§ Challenge
Reproduce nothing but the closing run of lines: the line with "Practice step: label each instance of the metal" and each line that follows it to the end of the data.

§ The data
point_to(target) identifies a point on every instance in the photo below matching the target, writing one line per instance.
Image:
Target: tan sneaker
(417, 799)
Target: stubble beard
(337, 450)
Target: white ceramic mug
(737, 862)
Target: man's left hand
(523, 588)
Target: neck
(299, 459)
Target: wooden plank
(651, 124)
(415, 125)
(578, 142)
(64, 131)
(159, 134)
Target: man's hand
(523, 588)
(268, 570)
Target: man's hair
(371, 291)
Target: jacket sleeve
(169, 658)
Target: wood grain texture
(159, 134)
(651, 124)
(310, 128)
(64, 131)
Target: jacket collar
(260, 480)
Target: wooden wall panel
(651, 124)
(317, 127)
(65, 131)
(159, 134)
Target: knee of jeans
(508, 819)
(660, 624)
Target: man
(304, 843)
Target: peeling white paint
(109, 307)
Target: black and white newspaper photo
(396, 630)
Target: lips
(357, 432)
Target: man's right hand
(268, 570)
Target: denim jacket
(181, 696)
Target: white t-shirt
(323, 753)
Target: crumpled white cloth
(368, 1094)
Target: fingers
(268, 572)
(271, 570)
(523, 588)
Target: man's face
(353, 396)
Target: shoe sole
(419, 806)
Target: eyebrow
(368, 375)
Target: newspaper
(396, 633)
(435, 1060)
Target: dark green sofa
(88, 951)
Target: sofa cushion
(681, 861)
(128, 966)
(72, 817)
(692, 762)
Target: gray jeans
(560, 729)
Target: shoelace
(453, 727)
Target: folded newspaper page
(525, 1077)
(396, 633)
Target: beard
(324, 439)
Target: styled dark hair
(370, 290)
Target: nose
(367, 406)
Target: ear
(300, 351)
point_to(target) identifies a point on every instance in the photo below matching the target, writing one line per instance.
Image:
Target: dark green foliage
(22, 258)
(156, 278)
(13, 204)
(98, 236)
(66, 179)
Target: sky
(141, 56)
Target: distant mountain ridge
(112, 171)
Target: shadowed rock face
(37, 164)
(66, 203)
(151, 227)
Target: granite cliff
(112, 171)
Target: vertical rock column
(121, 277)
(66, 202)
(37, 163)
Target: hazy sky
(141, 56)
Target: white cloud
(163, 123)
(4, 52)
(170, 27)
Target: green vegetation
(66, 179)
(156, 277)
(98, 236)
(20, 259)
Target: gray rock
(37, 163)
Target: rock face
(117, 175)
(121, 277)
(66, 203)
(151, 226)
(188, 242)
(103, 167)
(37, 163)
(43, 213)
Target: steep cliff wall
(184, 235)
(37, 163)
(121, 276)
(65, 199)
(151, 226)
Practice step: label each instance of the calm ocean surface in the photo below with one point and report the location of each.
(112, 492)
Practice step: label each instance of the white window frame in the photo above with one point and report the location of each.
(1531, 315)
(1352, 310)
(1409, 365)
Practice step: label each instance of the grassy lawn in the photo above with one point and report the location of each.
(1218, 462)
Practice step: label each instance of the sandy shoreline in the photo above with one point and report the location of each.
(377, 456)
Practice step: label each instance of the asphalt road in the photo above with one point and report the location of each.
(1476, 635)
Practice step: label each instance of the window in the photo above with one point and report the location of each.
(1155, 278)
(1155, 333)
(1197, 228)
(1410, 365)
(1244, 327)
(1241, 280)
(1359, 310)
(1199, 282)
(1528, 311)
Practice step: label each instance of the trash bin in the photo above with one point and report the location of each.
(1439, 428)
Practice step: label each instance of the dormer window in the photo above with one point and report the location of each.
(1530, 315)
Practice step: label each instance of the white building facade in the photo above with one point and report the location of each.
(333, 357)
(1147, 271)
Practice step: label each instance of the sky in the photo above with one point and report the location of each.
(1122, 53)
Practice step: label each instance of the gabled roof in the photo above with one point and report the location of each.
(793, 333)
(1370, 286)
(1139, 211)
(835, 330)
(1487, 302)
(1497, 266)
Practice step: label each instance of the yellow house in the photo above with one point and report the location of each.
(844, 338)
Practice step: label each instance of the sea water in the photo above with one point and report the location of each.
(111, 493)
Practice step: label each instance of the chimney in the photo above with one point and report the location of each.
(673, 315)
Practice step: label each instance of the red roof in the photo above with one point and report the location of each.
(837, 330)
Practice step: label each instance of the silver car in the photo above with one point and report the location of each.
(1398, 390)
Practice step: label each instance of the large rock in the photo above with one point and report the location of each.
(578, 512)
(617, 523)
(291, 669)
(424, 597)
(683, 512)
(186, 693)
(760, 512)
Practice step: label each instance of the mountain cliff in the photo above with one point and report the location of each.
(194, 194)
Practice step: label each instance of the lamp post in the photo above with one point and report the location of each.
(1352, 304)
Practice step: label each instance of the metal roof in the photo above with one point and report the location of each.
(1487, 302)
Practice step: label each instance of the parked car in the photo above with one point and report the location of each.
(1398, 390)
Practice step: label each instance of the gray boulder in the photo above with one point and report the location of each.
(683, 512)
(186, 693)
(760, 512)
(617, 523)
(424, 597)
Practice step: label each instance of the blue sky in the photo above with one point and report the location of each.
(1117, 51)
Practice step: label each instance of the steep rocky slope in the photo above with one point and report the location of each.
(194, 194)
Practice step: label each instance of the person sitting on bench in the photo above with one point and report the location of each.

§ Completed exercise
Practice step: label each instance of the metal roof in the photo above with one point and report the location of each.
(1487, 302)
Practice step: label each instance of the parked car in the photo above with one point and report the location of each.
(1398, 390)
Practice step: label each instance of the gray boulder in the photo above with one point and report the location of each.
(683, 512)
(186, 693)
(760, 512)
(617, 523)
(424, 597)
Practice step: label each instance of the blue sky in the photo above with one point and report the location of each.
(1117, 51)
Practice step: label each instance of the steep rocky slope in the photo above with one point and report the location of each.
(194, 194)
Practice step: label each instance of the person sitting on bench in the photo above with one point and report the location of each.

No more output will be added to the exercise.